WORK ORDER:
Write down exactly the lines of the records below, beginning with the first and ending with the line that includes "as point(389, 294).".

DATASET RECORDS:
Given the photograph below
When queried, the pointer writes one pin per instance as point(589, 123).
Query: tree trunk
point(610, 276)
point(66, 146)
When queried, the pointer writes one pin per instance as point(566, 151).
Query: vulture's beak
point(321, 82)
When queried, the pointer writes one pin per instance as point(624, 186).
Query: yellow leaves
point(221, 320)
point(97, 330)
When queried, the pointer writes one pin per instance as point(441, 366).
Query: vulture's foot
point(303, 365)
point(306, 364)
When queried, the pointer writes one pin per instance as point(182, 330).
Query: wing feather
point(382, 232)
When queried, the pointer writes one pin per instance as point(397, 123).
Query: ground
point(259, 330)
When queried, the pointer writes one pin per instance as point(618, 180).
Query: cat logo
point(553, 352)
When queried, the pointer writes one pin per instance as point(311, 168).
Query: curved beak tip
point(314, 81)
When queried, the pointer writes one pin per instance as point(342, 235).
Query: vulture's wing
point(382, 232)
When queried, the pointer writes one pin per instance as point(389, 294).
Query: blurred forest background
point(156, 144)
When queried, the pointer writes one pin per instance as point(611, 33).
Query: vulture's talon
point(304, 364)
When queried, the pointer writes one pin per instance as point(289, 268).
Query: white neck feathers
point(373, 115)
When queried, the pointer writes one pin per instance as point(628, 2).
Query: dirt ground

RESPONSE TO THE EXERCISE:
Given the photograph below
When queried, the pointer writes one pin per instance as point(589, 123).
Query: tree trunk
point(610, 276)
point(66, 146)
When queried, the pointer writes one pin per instance as point(566, 151).
Query: vulture's beak
point(321, 82)
When queried, the pointer writes one pin per instance as point(624, 186).
Query: yellow leaves
point(221, 320)
point(97, 330)
When queried, the pointer writes one pin per instance as point(441, 366).
Query: vulture's foot
point(303, 365)
point(306, 364)
When queried, the pointer writes one pin per instance as point(182, 330).
Query: wing feather
point(382, 232)
When queried, the pointer writes one pin per instance as point(397, 123).
Query: ground
point(259, 330)
When queried, the pointer writes one pin per instance as point(618, 180).
Query: cat logo
point(553, 352)
When queried, the pointer writes one pin per instance as point(311, 168).
Query: curved beak tip
point(314, 81)
When queried, the pointer writes one pin per instance as point(342, 235).
Query: vulture's wing
point(382, 232)
When queried, the pointer writes one pin per instance as point(389, 294).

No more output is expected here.